To do
In the forum thread on ladder filter computation, why does raphx expect updating the state vector with the transition matrix to be faster than cascading 1-pole filters?
-------- Quoted text --------
Your specific state-space is so regular and sparse that an LU factorization with a bit of hand-optimization is something like 2 division and 4 multiply-adds, and you need 3 mul-adds for the forward substitution and maybe something like 7 for the backward substitution (maybe less, can't think right now).

I don't see how your analytical solution is comparable.

I'm not trying to say it's not a nice technique, but trapezoidal for simple sparse systems is really quite fast.

edit: I'd also like to add that, yes, it does get more expensive when the system is such that you can't take as many short-cuts, or when the thing isn't quite that sparse.. but comparing apples to apples, it's really not that expensive.

[raphx]

mystran: I'm also counting the cost of the tan for frequency warping. I totally agree that solving the TPT-BLT system is cheap. I should probably be clearer what I'm claiming:

1. The cost of solving the expm for the ladder filter is not too bad, whether numerical or analytical. I expect it to be slower than BLT, but not by a huge factor.

2. Updating the state vector through multiplication with the transition matrix is going to be faster than cascading 1-pole filters, because the matrix approach enables maximum parallelism, while the cascaded one-poles have serial data dependencies. This is independent of how the transition matrix is computed.

The performance question is fairly complex. It depends on whether you're updating parameters at audio rate, whether you're doing SIMD or scalar computation, and, if SIMD, whether you're trying to exploit parallelism for a single datapath or whether you're doing four independent filters so exploiting the parallelism of polyphony.

In the particular case (which matches my synth) where you're updating at control rate, using SIMD, and computing a single stream at a time, I expect the performance of the matrix approach to be impressive. I will probably have real performance data soon, so am not making any bold claims until then, just speculating about what I expect it to show.
-------- Supplied data --------
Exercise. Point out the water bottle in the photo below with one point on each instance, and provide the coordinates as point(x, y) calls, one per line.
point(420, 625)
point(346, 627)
--------
Result of this exercise
The matrix approach enables maximum parallelism, while the cascaded one-poles have serial data dependencies.